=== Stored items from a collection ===

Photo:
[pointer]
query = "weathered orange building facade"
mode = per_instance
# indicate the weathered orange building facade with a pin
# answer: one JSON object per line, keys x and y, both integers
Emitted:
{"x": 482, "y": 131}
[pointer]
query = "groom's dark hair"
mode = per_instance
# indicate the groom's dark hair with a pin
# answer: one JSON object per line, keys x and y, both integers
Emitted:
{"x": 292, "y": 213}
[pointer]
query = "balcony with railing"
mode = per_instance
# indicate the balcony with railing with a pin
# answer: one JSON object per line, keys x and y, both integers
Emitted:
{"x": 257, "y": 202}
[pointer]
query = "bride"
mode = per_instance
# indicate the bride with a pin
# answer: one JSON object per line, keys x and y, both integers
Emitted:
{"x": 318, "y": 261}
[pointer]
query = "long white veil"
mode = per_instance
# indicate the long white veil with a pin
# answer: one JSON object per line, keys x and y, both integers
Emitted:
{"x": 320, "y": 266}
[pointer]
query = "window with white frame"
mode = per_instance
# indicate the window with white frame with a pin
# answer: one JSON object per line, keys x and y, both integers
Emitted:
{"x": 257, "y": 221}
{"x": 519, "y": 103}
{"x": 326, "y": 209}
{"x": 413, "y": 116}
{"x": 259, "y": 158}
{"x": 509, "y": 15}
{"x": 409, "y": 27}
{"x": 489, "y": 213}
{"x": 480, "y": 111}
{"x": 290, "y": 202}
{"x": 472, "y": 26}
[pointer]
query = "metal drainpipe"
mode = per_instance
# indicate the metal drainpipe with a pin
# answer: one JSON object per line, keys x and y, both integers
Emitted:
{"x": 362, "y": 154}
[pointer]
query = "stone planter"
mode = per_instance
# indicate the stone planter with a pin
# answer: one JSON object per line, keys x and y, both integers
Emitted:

=== Directions for this task ===
An exact copy of all the entries above is what is needed.

=== Result ===
Photo:
[pointer]
query = "weathered orange building facade"
mode = per_instance
# indicate the weathered orange building facade with a pin
# answer: one JSON object per line, keys x and y, both integers
Emitted:
{"x": 482, "y": 131}
[pointer]
query = "groom's dark hair"
mode = per_instance
# indicate the groom's dark hair with a pin
# answer: one JSON object per line, keys x and y, both integers
Emitted:
{"x": 292, "y": 213}
[pointer]
query = "balcony with railing"
mode = per_instance
# indicate the balcony with railing with a pin
# answer: one JSON object per line, keys x and y, both integers
Emitted:
{"x": 257, "y": 202}
[pointer]
query = "bride"
mode = per_instance
# indicate the bride with a pin
# answer: one JSON object per line, keys x and y, both integers
Emitted:
{"x": 318, "y": 261}
[pointer]
query = "long white veil"
mode = per_instance
# indicate the long white veil with a pin
# answer: one JSON object per line, keys x and y, both integers
Emitted:
{"x": 320, "y": 266}
[pointer]
query = "window with white frame"
mode = per_instance
# indicate the window with white frame with a pin
# answer: one JSON object per line, keys x and y, both integers
Emitted:
{"x": 257, "y": 221}
{"x": 519, "y": 103}
{"x": 326, "y": 209}
{"x": 413, "y": 116}
{"x": 259, "y": 158}
{"x": 509, "y": 15}
{"x": 409, "y": 27}
{"x": 489, "y": 213}
{"x": 480, "y": 111}
{"x": 290, "y": 202}
{"x": 472, "y": 26}
[pointer]
query = "metal drainpipe"
mode = per_instance
# indicate the metal drainpipe with a pin
# answer: one JSON object per line, keys x and y, both integers
Emitted:
{"x": 362, "y": 154}
[pointer]
query = "stone planter"
mode = per_instance
# indicate the stone planter with a pin
# answer: one JSON object per line, keys x and y, both integers
Emitted:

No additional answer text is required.